• _Problem statement_:
Reproduce the listing that follows in full. Omit its images.

• _Material provided_:

+--

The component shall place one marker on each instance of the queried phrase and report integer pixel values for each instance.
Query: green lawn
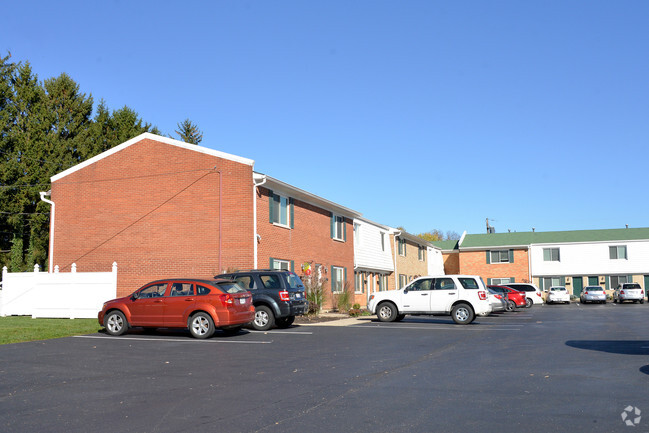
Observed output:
(16, 329)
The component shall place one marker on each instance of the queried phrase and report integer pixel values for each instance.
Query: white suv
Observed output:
(461, 296)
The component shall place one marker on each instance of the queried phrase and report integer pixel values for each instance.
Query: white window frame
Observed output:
(339, 227)
(281, 208)
(339, 283)
(283, 265)
(617, 249)
(551, 255)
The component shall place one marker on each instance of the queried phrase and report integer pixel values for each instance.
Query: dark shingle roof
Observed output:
(529, 238)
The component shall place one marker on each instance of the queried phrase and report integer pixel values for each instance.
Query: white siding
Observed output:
(368, 253)
(435, 261)
(591, 259)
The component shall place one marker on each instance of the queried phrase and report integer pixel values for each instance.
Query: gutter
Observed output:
(256, 236)
(50, 202)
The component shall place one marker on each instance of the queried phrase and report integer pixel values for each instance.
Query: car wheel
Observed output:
(462, 314)
(201, 325)
(234, 330)
(387, 312)
(284, 322)
(115, 323)
(264, 318)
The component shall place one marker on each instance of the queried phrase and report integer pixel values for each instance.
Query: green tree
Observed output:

+--

• _Answer section_:
The component shall place one marker on each instance of the queried phrase and report integer pixel values for each instance.
Query: green lawn
Observed output:
(16, 329)
The component shall place one marker on each instance of the queried phrase and report integer pixel values for each instance.
Query: white suv
Observed output:
(461, 296)
The component shall place one marker on each instance of the queried phrase and report integer pixel values for each instance.
Query: white window frame
Observed output:
(339, 227)
(281, 208)
(339, 283)
(283, 265)
(617, 249)
(551, 255)
The component shall place one marker on each instance of the queried phrase and report integer pixel values for each instance.
Query: dark shingle roof
Observed output:
(529, 238)
The component shall place one marker on each instance of the queried phrase and report integer pixel values for each instance.
Query: white siding
Observed output:
(368, 253)
(435, 261)
(591, 259)
The component shall place one marker on each instance of the queried phrase and report integer pixel values for each instance.
Query: gutter
Observed output:
(256, 236)
(50, 202)
The component shall place one marker on each instance of the queried phrase and report integer pixel values for each instance.
Query: car wheel
Observed output:
(462, 314)
(201, 325)
(234, 330)
(387, 312)
(284, 322)
(115, 323)
(264, 318)
The component shall place one marker on each instance of the queried phrase and report integer pixel values for each instance.
Query: green tree
Observed output:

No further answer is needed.